==== Recorded information

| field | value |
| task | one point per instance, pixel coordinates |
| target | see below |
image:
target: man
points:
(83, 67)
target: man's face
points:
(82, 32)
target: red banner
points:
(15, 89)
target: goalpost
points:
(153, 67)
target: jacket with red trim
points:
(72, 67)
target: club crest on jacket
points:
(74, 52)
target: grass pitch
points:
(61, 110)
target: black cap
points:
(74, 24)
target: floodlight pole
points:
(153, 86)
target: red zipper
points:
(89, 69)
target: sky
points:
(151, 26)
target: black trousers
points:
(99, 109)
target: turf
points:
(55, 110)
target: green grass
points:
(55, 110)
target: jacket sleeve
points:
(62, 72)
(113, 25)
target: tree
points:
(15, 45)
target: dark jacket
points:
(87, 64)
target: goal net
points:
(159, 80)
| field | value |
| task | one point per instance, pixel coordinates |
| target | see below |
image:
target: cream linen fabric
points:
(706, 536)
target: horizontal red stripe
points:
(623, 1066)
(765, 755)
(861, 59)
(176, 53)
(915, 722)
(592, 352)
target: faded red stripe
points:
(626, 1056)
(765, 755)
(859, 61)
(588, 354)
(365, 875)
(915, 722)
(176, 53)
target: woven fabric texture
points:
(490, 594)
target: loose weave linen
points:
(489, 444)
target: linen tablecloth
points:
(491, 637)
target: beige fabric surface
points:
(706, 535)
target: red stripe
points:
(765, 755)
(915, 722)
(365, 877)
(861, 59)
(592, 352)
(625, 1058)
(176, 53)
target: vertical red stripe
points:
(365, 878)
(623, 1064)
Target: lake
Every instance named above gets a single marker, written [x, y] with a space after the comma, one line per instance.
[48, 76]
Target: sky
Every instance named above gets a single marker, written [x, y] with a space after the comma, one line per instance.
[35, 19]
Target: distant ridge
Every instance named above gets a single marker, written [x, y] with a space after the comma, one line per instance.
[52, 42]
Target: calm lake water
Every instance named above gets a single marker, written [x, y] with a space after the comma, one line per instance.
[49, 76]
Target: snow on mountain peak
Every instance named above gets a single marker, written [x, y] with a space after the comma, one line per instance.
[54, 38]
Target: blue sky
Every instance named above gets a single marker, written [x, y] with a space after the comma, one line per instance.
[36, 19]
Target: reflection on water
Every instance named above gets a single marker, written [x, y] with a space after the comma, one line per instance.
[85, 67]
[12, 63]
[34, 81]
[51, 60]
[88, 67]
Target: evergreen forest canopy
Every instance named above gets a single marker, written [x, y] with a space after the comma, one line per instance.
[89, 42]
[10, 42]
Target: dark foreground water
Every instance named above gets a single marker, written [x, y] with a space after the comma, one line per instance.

========

Look over the entries for "stripe", then copy every line that includes that string.

*Solution to the problem*:
target: horizontal red stripe
target: faded red stripe
target: red stripe
target: vertical red stripe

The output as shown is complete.